Source data Block Start

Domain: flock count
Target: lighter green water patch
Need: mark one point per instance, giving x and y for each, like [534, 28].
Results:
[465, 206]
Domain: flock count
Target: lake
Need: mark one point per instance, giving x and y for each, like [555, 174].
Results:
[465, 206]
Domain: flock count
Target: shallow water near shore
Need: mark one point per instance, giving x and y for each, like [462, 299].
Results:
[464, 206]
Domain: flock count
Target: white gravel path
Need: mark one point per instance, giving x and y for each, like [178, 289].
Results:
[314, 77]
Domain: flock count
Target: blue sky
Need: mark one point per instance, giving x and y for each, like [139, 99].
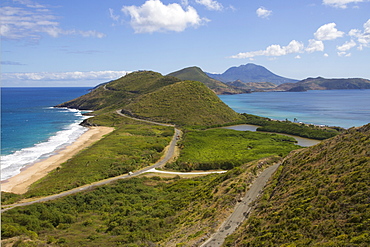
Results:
[83, 43]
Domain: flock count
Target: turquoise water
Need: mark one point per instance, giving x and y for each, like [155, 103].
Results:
[31, 128]
[344, 108]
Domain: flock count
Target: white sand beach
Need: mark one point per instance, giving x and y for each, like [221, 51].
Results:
[20, 183]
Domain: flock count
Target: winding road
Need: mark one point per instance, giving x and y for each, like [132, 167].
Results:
[241, 210]
[169, 154]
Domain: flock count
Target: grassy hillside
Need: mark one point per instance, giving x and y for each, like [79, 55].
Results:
[187, 103]
[196, 74]
[146, 211]
[224, 149]
[320, 197]
[320, 83]
[120, 92]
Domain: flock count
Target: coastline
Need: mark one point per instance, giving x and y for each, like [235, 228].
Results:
[20, 183]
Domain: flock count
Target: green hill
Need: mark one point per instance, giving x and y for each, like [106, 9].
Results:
[320, 83]
[183, 103]
[320, 197]
[196, 74]
[120, 92]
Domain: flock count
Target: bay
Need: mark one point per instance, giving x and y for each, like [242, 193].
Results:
[32, 129]
[344, 108]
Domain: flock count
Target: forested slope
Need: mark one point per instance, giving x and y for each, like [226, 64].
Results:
[320, 197]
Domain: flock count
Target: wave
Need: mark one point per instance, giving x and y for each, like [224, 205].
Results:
[12, 164]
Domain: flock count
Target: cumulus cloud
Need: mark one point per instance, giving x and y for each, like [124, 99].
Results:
[210, 4]
[363, 37]
[328, 32]
[274, 50]
[341, 3]
[314, 45]
[31, 20]
[263, 13]
[64, 76]
[154, 16]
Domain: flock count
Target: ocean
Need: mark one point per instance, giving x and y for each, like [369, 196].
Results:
[32, 129]
[343, 108]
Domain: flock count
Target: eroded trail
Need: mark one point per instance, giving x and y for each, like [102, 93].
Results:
[242, 209]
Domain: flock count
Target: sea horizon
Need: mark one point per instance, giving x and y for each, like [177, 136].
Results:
[33, 129]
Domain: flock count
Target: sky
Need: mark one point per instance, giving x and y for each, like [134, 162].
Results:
[84, 43]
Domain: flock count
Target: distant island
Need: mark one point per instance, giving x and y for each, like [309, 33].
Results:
[255, 78]
[314, 196]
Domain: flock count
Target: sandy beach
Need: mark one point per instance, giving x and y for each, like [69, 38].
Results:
[20, 183]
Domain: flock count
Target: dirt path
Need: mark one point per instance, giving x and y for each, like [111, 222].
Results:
[241, 210]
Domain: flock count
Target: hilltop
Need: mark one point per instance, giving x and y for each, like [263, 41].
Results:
[150, 95]
[197, 74]
[250, 73]
[183, 103]
[320, 197]
[320, 83]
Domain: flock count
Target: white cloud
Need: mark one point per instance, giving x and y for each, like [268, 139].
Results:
[315, 45]
[346, 46]
[363, 37]
[328, 32]
[274, 50]
[344, 54]
[263, 13]
[31, 20]
[154, 16]
[210, 4]
[341, 3]
[65, 76]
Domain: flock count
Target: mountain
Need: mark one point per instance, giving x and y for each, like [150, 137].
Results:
[197, 74]
[320, 83]
[250, 73]
[253, 86]
[117, 93]
[320, 197]
[150, 95]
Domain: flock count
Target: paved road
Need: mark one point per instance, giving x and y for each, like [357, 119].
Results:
[241, 210]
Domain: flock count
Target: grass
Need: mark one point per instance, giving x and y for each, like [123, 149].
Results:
[186, 103]
[225, 149]
[133, 212]
[320, 197]
[133, 145]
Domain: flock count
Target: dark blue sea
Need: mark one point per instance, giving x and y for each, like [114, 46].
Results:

Source data Block End

== Work to be completed ==
Every line of the data above should be quoted exactly. Omit the pictures.

== Finished exercise ==
Domain: flock count
Target: lighter green water patch
Need: mark one point per instance, giving x and y for each, like [534, 28].
Results:
[465, 206]
Domain: flock count
Target: lake
Need: mark one point per instance, giving x and y for each, like [555, 174].
Results:
[465, 206]
Domain: flock count
Target: shallow water near shore
Need: mark one point per instance, giving x and y for each, like [462, 299].
Results:
[464, 206]
Domain: flock count
Target: white gravel path
Need: mark one point per instance, giving x and y for each, like [178, 289].
Results:
[314, 77]
Domain: flock count
Target: blue sky
Need: mark one point per instance, giving x and y for each, like [139, 99].
Results:
[83, 43]
Domain: flock count
Target: turquoise water
Need: mark one point per instance, giving x and y for each, like [155, 103].
Results:
[31, 128]
[344, 108]
Domain: flock count
Target: white sand beach
Need: mark one point per instance, giving x and y for each, like [221, 51].
Results:
[20, 183]
Domain: flock count
Target: winding road
Need: mark one point per instance, giving x and y for each, like [132, 167].
Results:
[241, 210]
[169, 154]
Domain: flock count
Target: grassy hillside
Need: mark one point per instance, giving x and y for each, like [79, 55].
Results:
[187, 103]
[196, 74]
[146, 211]
[224, 149]
[320, 197]
[320, 83]
[120, 92]
Domain: flock count
Target: coastline
Need: mark one point per instance, giving x and y for each, like [235, 228].
Results:
[20, 183]
Domain: flock count
Target: green hill
Need: mark one point per instance, giving x and y for each, like [106, 9].
Results:
[320, 83]
[183, 103]
[320, 197]
[196, 74]
[120, 92]
Domain: flock count
Target: bay
Need: mark one point per instance, giving x and y for each, like [242, 193].
Results:
[32, 129]
[344, 108]
Domain: flock count
Target: forested slope
Need: mark one point per instance, giving x and y for each, like [226, 64].
Results:
[320, 197]
Domain: flock count
Target: wave
Need: mark one point per instance, giving x and y for each, like [224, 205].
Results:
[12, 164]
Domain: flock count
Target: cumulus cloud
Need: mark one point per instance, giving x and y for each, like [124, 99].
Results:
[210, 4]
[363, 37]
[328, 32]
[274, 50]
[341, 3]
[314, 45]
[31, 20]
[263, 13]
[64, 76]
[154, 16]
Domain: flock count
Target: ocean
Need: mark one point per instance, giving x and y for each, like [369, 196].
Results:
[32, 129]
[343, 108]
Domain: flock count
Target: eroded trail
Need: mark one point per instance, giving x and y for each, like [102, 93].
Results:
[242, 209]
Domain: flock count
Target: sea horizon
Need: mark one point per instance, giving x and y for each, like [177, 136].
Results:
[33, 129]
Domain: flock count
Target: sky
Need: mark one point per instance, giving x and y for each, like [134, 162].
Results:
[84, 43]
Domain: flock count
Target: distant island
Need: mark one point per instance, giving x and y for each, like [309, 33].
Results:
[255, 78]
[314, 196]
Domain: flock count
Target: sandy beach
Need: mark one point per instance, giving x and y for each, like [69, 38].
Results:
[20, 183]
Domain: flock count
Target: dirt path
Need: mark one point per instance, giving x and y for each, like [111, 222].
Results:
[241, 210]
Domain: flock count
Target: hilltop
Need: mark one point per instance, giving x and y for each, like [263, 41].
Results:
[150, 95]
[197, 74]
[250, 73]
[183, 103]
[320, 197]
[320, 83]
Domain: flock count
Target: white cloud
Need: mark one point per instance, giving x and y for each, like [268, 139].
Results:
[315, 45]
[346, 46]
[363, 37]
[328, 32]
[274, 50]
[344, 54]
[263, 13]
[31, 20]
[154, 16]
[210, 4]
[341, 3]
[65, 76]
Domain: flock count
Target: mountain
Need: mark one point per instance, giving x and y for each, like [150, 137].
Results:
[197, 74]
[320, 83]
[250, 73]
[253, 86]
[117, 93]
[320, 197]
[150, 95]
Domain: flock count
Target: paved road
Need: mark one point per instance, giving x and y for each, like [357, 119].
Results:
[241, 210]
Domain: flock count
Target: grass
Need: mark one point per instance, giving x and y for each, like [123, 149].
Results:
[186, 103]
[225, 149]
[133, 212]
[320, 197]
[133, 145]
Domain: flock count
Target: dark blue sea
Need: mark one point per instance, giving x and y for each, like [114, 46].
Results:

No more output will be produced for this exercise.